→ **Task objective**
Below are the records; print them all without any alteration.
▬▬▬▬▬▬
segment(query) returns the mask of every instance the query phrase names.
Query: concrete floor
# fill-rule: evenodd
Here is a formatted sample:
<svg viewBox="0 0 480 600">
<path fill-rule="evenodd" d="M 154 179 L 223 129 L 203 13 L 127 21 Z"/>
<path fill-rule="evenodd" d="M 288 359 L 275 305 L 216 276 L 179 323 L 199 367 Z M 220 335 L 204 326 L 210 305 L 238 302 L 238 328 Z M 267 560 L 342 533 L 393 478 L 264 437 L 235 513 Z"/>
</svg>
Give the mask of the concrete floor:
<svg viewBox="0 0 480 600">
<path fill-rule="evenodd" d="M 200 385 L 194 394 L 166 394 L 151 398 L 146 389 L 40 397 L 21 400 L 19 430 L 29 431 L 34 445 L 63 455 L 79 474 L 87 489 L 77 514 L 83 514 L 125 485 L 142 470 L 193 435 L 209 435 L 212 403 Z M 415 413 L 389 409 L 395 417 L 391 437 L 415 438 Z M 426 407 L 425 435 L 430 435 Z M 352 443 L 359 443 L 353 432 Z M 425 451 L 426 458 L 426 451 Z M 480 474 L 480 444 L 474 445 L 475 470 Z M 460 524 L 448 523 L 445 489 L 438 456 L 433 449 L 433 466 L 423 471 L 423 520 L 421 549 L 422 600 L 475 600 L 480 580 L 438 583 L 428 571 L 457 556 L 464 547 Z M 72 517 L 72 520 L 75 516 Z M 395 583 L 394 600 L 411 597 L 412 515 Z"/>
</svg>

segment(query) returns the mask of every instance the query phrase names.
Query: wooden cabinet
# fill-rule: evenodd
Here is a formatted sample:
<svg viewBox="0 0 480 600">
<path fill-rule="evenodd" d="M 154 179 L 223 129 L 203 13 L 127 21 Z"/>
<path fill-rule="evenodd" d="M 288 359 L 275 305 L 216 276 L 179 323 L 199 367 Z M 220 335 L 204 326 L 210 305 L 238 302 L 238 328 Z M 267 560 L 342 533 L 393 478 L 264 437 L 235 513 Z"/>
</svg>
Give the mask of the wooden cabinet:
▬▬▬▬▬▬
→ **Reply to the task**
segment(query) returns the mask of every instance the query phrase names.
Query: concrete floor
# fill-rule: evenodd
Here is a formatted sample:
<svg viewBox="0 0 480 600">
<path fill-rule="evenodd" d="M 154 179 L 223 129 L 203 13 L 127 21 Z"/>
<path fill-rule="evenodd" d="M 288 359 L 275 305 L 216 276 L 179 323 L 199 367 Z M 220 335 L 204 326 L 210 305 L 238 302 L 238 328 Z M 267 560 L 342 533 L 393 478 L 264 437 L 235 513 Z"/>
</svg>
Give the mask of the concrete floor:
<svg viewBox="0 0 480 600">
<path fill-rule="evenodd" d="M 200 385 L 194 394 L 166 394 L 151 398 L 146 389 L 40 397 L 21 400 L 19 430 L 29 431 L 34 445 L 63 455 L 79 474 L 87 489 L 77 514 L 83 514 L 125 485 L 142 470 L 193 435 L 209 435 L 212 403 Z M 415 413 L 389 409 L 395 417 L 391 437 L 415 438 Z M 426 407 L 425 435 L 430 435 Z M 352 443 L 359 443 L 353 432 Z M 425 451 L 426 458 L 426 451 Z M 480 474 L 480 444 L 474 445 L 475 470 Z M 460 524 L 448 523 L 445 489 L 438 456 L 433 449 L 433 466 L 423 471 L 423 520 L 421 549 L 422 600 L 475 600 L 480 580 L 438 583 L 428 571 L 457 556 L 464 547 Z M 72 517 L 72 520 L 75 516 Z M 395 583 L 394 600 L 411 597 L 412 515 Z"/>
</svg>

segment(query) returns the mask of every instance the query phrase names.
Query: wooden cabinet
# fill-rule: evenodd
Here is a formatted sample:
<svg viewBox="0 0 480 600">
<path fill-rule="evenodd" d="M 154 179 L 223 129 L 203 13 L 127 21 Z"/>
<path fill-rule="evenodd" d="M 288 359 L 275 305 L 216 276 L 179 323 L 199 367 Z M 220 335 L 204 326 L 210 305 L 238 302 L 238 328 Z M 267 560 L 342 533 L 393 478 L 264 437 L 235 513 Z"/>
</svg>
Give the mask of the wooden cabinet:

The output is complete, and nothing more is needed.